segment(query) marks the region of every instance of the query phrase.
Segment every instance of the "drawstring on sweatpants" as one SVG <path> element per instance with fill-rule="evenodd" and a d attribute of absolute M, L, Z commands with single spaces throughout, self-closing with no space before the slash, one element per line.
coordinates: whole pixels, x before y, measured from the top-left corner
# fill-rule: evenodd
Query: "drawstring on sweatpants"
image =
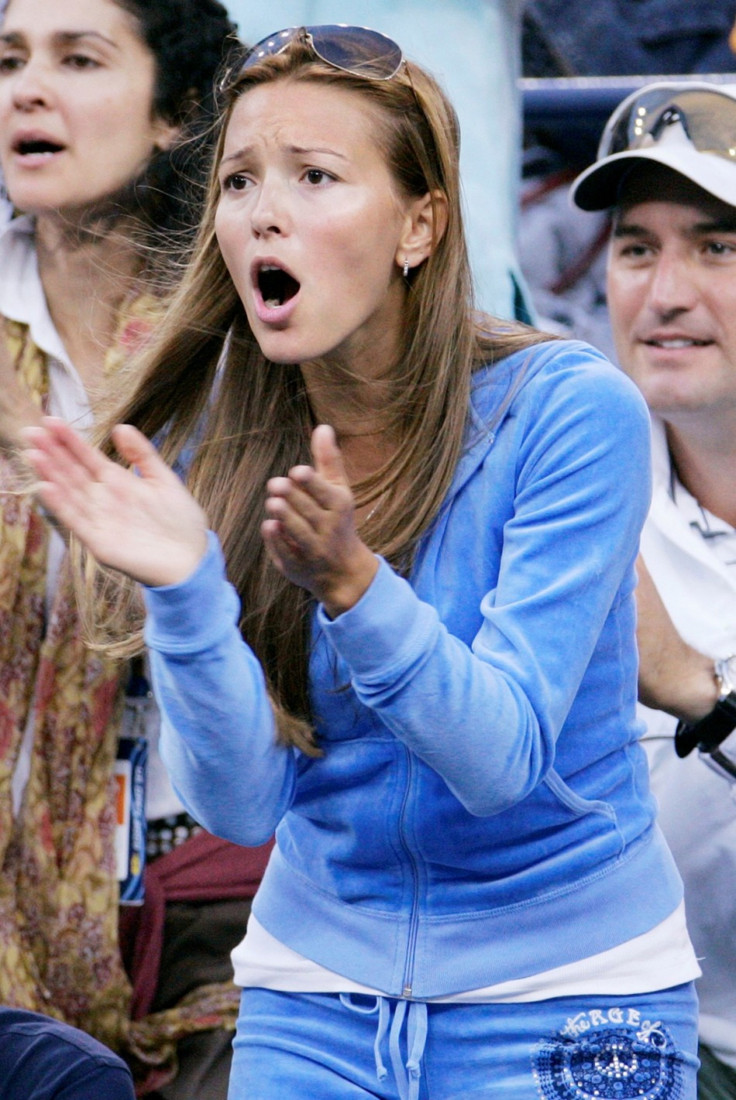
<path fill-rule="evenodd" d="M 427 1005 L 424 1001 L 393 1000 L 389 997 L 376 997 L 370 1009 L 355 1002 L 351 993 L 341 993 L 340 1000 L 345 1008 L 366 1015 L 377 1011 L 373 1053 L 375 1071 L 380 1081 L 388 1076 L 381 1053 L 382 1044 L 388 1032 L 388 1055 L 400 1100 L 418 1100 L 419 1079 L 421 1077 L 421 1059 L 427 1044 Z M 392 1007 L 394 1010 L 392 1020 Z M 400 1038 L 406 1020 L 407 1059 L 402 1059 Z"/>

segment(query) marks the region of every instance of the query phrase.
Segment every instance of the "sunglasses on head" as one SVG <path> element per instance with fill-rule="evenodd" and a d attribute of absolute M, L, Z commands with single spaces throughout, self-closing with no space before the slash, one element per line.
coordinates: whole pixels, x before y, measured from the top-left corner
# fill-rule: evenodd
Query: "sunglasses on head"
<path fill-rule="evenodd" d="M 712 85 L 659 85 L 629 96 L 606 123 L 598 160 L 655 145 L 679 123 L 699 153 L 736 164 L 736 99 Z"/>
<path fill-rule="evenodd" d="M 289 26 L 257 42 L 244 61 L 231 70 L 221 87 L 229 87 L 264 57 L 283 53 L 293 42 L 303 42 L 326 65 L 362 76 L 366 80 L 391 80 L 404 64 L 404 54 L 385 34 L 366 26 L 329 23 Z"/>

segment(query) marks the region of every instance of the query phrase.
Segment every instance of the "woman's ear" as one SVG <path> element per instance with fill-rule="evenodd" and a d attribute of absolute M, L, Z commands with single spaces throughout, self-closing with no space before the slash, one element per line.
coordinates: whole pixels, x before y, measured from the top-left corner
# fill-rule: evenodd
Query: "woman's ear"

--- Exercise task ---
Find every line of the listing above that contains the string "sunglasses", matching case exactly, and copy each of those lines in full.

--- Written solution ---
Segment every instance of the "sunglasses on head" as one SVG <path> element per instance with fill-rule="evenodd" and a d attribute of absolute M, L, Z commands with single spaces throughout, self-closing with no space before the slash, one element per line.
Query: "sunglasses on head"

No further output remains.